__Working data__.
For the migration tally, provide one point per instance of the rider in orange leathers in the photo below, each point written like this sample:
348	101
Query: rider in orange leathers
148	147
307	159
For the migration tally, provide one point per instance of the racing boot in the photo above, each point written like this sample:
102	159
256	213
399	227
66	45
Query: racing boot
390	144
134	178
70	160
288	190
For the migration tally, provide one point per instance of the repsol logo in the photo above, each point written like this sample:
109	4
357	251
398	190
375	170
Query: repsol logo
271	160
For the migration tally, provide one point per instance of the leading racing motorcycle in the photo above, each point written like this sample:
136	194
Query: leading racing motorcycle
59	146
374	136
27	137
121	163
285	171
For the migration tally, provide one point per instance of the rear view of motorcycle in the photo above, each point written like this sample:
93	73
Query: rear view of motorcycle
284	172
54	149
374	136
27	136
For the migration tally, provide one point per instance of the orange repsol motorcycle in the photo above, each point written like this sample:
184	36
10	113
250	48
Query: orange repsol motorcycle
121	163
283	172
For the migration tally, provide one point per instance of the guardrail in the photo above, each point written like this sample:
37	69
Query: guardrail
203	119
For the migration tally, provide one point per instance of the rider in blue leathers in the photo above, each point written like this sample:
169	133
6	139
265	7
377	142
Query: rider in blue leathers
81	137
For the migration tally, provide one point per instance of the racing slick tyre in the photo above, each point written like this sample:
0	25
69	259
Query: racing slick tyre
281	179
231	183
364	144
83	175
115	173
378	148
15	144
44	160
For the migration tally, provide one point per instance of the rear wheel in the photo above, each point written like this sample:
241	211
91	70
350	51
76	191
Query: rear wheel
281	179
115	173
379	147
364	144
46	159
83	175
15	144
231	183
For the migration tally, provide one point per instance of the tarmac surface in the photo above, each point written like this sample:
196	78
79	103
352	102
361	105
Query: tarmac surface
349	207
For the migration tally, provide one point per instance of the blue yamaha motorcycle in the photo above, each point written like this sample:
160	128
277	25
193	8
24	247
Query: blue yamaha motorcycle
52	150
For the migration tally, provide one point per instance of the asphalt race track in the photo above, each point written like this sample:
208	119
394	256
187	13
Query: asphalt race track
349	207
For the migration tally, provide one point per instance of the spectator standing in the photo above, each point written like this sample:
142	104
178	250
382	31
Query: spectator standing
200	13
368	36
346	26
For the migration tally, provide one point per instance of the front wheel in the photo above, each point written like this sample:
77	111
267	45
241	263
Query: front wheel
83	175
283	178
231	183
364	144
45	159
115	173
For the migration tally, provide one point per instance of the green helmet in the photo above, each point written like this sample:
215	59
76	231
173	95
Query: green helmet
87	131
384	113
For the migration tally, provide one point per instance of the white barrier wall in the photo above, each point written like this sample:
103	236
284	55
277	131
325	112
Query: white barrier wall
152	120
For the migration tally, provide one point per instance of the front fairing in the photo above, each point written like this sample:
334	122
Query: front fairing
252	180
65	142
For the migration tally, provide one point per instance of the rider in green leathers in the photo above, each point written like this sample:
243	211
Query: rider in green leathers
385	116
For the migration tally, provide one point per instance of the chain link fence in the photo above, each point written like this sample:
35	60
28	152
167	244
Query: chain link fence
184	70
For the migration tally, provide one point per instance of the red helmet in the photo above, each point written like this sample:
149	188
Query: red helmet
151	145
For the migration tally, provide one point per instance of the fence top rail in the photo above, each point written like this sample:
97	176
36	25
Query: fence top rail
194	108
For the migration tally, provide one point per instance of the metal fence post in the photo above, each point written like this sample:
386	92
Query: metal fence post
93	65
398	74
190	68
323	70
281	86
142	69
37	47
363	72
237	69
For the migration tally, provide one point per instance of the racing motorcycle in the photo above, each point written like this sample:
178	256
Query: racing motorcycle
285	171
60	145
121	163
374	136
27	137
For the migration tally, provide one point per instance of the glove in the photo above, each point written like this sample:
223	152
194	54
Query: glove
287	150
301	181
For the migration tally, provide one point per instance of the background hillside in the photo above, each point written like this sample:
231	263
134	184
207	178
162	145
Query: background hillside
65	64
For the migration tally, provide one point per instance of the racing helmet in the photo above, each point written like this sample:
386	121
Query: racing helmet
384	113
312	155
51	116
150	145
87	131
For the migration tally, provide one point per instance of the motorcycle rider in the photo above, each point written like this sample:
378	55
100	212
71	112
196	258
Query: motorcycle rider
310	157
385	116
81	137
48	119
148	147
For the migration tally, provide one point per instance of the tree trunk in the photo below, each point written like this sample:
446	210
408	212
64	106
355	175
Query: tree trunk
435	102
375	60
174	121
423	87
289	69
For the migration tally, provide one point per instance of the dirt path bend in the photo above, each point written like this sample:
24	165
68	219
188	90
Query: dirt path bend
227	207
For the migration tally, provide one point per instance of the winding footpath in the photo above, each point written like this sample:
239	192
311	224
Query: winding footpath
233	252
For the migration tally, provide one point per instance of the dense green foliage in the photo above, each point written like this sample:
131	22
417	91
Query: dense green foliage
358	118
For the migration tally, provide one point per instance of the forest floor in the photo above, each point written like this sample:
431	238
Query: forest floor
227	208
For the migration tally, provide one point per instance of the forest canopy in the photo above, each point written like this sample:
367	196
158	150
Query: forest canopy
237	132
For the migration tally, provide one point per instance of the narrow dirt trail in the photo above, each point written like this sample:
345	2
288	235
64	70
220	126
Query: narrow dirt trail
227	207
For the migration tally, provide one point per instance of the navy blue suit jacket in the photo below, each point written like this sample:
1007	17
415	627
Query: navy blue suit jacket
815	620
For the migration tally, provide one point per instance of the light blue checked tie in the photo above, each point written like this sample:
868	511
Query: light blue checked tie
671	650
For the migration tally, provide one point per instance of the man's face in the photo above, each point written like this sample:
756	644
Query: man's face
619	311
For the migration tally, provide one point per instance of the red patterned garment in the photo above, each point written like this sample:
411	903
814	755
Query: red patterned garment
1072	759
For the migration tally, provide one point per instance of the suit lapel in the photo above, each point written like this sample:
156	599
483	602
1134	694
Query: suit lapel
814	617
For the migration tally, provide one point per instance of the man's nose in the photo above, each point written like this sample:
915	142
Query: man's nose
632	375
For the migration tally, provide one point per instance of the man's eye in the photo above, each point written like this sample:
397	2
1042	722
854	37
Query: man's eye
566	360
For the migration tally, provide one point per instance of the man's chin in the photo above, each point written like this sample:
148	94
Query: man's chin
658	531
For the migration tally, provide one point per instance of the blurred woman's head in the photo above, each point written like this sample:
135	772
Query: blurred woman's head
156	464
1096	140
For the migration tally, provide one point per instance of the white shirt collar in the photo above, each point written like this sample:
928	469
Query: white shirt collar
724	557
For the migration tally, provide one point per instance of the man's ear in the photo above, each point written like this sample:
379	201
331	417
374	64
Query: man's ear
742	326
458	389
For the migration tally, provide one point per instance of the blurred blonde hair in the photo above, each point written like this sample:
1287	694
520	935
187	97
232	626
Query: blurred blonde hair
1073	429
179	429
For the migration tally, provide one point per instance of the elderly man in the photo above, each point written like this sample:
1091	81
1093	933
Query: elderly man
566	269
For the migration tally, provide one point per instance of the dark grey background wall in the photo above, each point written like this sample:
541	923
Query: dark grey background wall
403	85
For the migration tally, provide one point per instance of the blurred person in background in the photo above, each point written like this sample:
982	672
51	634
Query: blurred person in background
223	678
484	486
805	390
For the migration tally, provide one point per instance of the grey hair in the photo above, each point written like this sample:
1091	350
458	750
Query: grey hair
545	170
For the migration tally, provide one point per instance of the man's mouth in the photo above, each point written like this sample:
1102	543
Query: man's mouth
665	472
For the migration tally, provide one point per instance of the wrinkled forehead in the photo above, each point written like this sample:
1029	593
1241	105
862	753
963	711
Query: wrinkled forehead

__Problem to solve__.
Reproduce the material in full, with no word added or dropped.

__Full output__.
For the migration tally, provide one point per instance of the rider in orange leathers in the photo below, each point written like this sample:
348	101
Query: rider in orange leathers
148	147
307	159
For the migration tally, provide one point per instance of the racing boot in the photo above, each point written like this sample:
102	159
256	213
399	227
66	45
Query: racing boot
390	144
134	178
70	160
288	190
For the migration tally, provide one point per instance of the repsol logo in the photo above, each point written like this sample:
109	4
357	251
398	190
375	170
Query: repsol logo
271	160
For the migration tally, provide one point per instance of the leading racing motorcycle in the photo above, each point written like this sample:
136	194
Query: leading racing motorcycle
59	146
374	136
27	137
121	163
285	171
For the migration tally, provide one point per instance of the rear view of motorcycle in the photo above, each point written like this sample:
93	73
Query: rear view of motorcycle
284	172
54	149
374	136
27	136
For the migration tally, provide one point per instance of the orange repsol motorcycle in the photo above, each point written like this sample:
184	36
10	113
250	48
Query: orange repsol motorcycle
121	163
283	172
For the migration tally, provide one point per instance of the guardrail in the photo above, each point written like this sample:
37	69
Query: guardrail
203	119
For the migration tally, provide one point per instance of the rider in blue leathers in the photo above, each point written like this sample:
169	133
6	139
265	7
377	142
Query: rider in blue leathers
81	137
For the migration tally, provide one point per instance of the racing slick tyre in the photo above, each point written like this sample:
0	25
69	259
Query: racing slick tyre
281	179
231	183
364	144
83	175
115	173
378	148
15	144
44	160
For the migration tally, provide one point per instance of the rear wheel in the photo above, each point written like this sample:
241	211
91	70
350	51
76	191
Query: rear wheel
281	179
115	173
379	147
364	144
46	159
83	175
15	144
231	183
For the migration tally, provide one point per instance of the tarmac surface in the photo above, each point written like this sample:
196	78
79	103
352	102
361	105
Query: tarmac surface
349	207
For the migration tally, provide one point per instance of the blue yamaha motorcycle in the photo above, each point written like this sample:
160	128
277	25
193	8
24	247
Query: blue yamaha motorcycle
52	150
For the migration tally, provide one point per instance of the asphalt race track in the photo above, each point written like this sample:
208	119
394	256
187	13
Query: asphalt race track
349	207
For the migration tally, provide one point per instance of the spectator standing in the photo above, each point written like this sample:
142	104
178	250
382	31
Query: spectator standing
200	13
368	36
346	26
For the migration tally, provide one point per instance of the front wheel in the photo above, each point written like this sample:
77	111
267	45
241	263
Query: front wheel
83	175
283	178
231	183
364	144
45	159
115	173
For the migration tally, provide one point per instance of the green helmet in the photo above, each point written like this sample:
215	59
76	231
173	95
Query: green helmet
87	131
384	113
For the migration tally, provide one point per instance of the white barrier wall in the photo above, each point written like this sample:
103	236
284	55
277	131
325	112
Query: white barrier wall
152	120
For the migration tally, provide one point per instance of the front fairing in the photo above, each point written like this sample:
334	122
Query: front fairing
252	180
65	142
For the migration tally, provide one point per instance of the rider in green leathers in the photo above, each point written like this sample:
243	211
Query: rider in green leathers
385	116
For the migration tally, provide one point per instance of the chain link fence in the photo above, each point written like this sample:
35	60
28	152
167	244
Query: chain link fence
184	70
For the migration tally, provide one point per instance of the red helmet in the photo above, each point written like this sample:
149	188
Query: red helmet
151	145
For the migration tally, provide one point per instance of the fence top rail in the photo above, each point written like this sample:
97	176
36	25
Query: fence top rail
194	108
For the migration tally, provide one point per instance of the metal fence post in the photo above, each point written like this sample:
386	92
Query: metal fence post
93	65
398	74
190	68
323	70
281	86
142	69
37	47
363	72
237	69
For the migration tally, provide one point per instance of the racing motorcycle in the photo above, each point written like this sample:
178	256
Query: racing motorcycle
285	171
60	145
121	163
374	136
27	137
For the migration tally, provide one point per instance of the glove in the photo above, each point written like this sample:
223	152
194	54
Query: glove
287	150
301	181
For the migration tally, provide one point per instance of the background hillside in the photo above, each point written like this sample:
231	263
134	184
207	178
162	145
Query: background hillside
65	64
For the migration tally, provide one point per instance of the racing helmet in the photo above, each point written like this sample:
386	121
Query: racing helmet
384	113
312	155
51	116
150	145
87	131
For the migration tally, provide one point per instance of the motorcycle rider in the photo above, each point written like this sample:
378	55
100	212
71	112
196	258
Query: motorcycle rider
310	157
385	116
81	137
48	119
148	147
For the migration tally, provide one point per instance of the tree trunk in the photo below, each point written like this sample:
446	210
408	212
64	106
355	175
Query: tree trunk
435	102
375	60
174	121
423	87
289	69
For the migration tally, provide one point per instance of the dirt path bend in the photo above, each point written like this sample:
24	165
68	219
188	90
Query: dirt path bend
227	207
For the migration tally, provide one point per instance of the winding footpath in the photo above, each point written like this sample:
239	192
311	224
Query: winding footpath
233	252
For the migration tally, provide one point per instance of the dense green foliage in the photo above, each point written like this sample:
131	22
417	91
Query: dense green foliage
358	118
For the migration tally, provide one point per instance of the forest floor in the photo above, each point written like this sample:
431	238
Query: forest floor
227	208
For the migration tally, provide one point per instance of the forest canopy in the photo above, each point written like this sample:
367	196
158	150
Query: forest canopy
237	132
For the migration tally, provide one point per instance of the narrow dirt trail in the photo above, each point written like this sample:
345	2
288	235
64	70
220	126
Query: narrow dirt trail
227	207
For the migration tally, provide one point per instance of the navy blue suit jacket in the photo below, each point written like this sample:
1007	17
415	627
Query: navy blue suit jacket
815	620
For the migration tally, provide one point per instance of the light blue checked tie in the photo above, each point written like this sample:
868	511
Query: light blue checked tie
671	650
For the migration tally, provide one point per instance of the man's face in the photo above, each point written like this sample:
756	644
Query: man's face
619	311
For the migration tally, provide one point per instance of the red patterned garment in the photo above, each point written like this sample:
411	903
814	755
Query: red patterned garment
1072	759
For the migration tally, provide one point per instance of the suit lapel in the photo above, each point written like this sample:
156	599
483	602
1134	694
Query: suit lapel
814	617
For the migration tally, provide one point per instance of the man's nose in the photo above, each point written like this sample:
915	142
Query: man's nose
632	375
For the migration tally, provide one point per instance of the man's eye in the photo above, each point written like this sample:
397	2
1042	722
854	37
Query: man's eye
566	360
For the migration tally, provide one point per instance of the man's chin in the photo above, each point written like this sample:
148	94
Query: man's chin
658	531
For the migration tally, provide one point per instance of the blurred woman's head in the photo above, each point written like this sample:
135	772
Query: blurred woman's head
156	464
1096	140
For the migration tally, provide one point per instance of the white shirt collar in the photo above, each point written like this sample:
928	469
Query: white shirt collar
724	557
For the migration tally, provide one point per instance of the man's ear in the photo above, each point written like this sample:
379	201
331	417
374	64
Query: man's ear
742	326
458	389
For the migration tally, provide one point per instance of the blurred blonde hair in the photo above, each point written like this sample:
1287	694
520	935
187	97
232	626
Query: blurred blonde hair
1073	429
179	429
For the migration tally, provide one point per instance of the elderly man in the photo above, each point written like this sample:
1091	81
1093	933
Query: elderly man
566	269
For the migration tally, provide one point per instance of the dark grey background wall in the photo above, each point written like this sample:
541	923
Query: dark grey background wall
403	85
For the migration tally, provide one point per instance of the blurred person in background in the photo above, each point written like this sample:
982	672
51	634
Query: blurred person in background
223	678
484	486
805	390
For the migration tally, provide one point per instance of the grey hair in the photo above, each point written like this sample:
1091	350
458	750
Query: grey hair
545	170
For the migration tally, provide one point per instance of the man's mouth in the photo above, each point written like this sample:
1102	543
Query: man's mouth
665	472
For the migration tally, provide one point per instance of the wrinkled forehead in the photo above, each point written like this sample:
1029	593
1241	105
862	753
963	711
Query: wrinkled forehead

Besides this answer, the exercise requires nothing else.